Task to carry out: Give the data again exactly as written, without any of its pictures.

Source information:
..........
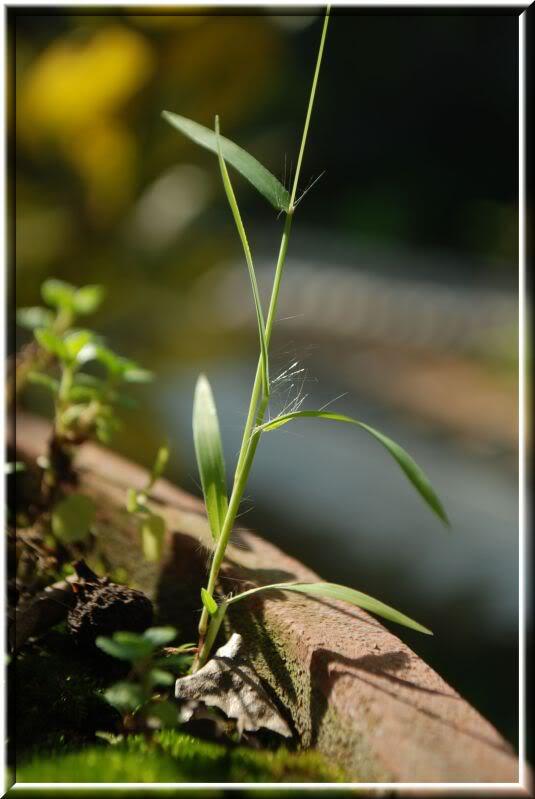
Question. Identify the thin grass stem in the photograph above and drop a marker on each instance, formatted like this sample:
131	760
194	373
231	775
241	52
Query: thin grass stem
208	628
..........
The answer:
Question. Identify the thin grass stem in the photograph above and drop a marker on each instance, formatted like this sample:
131	760
194	373
231	775
241	52
Query: thin grass stem
208	628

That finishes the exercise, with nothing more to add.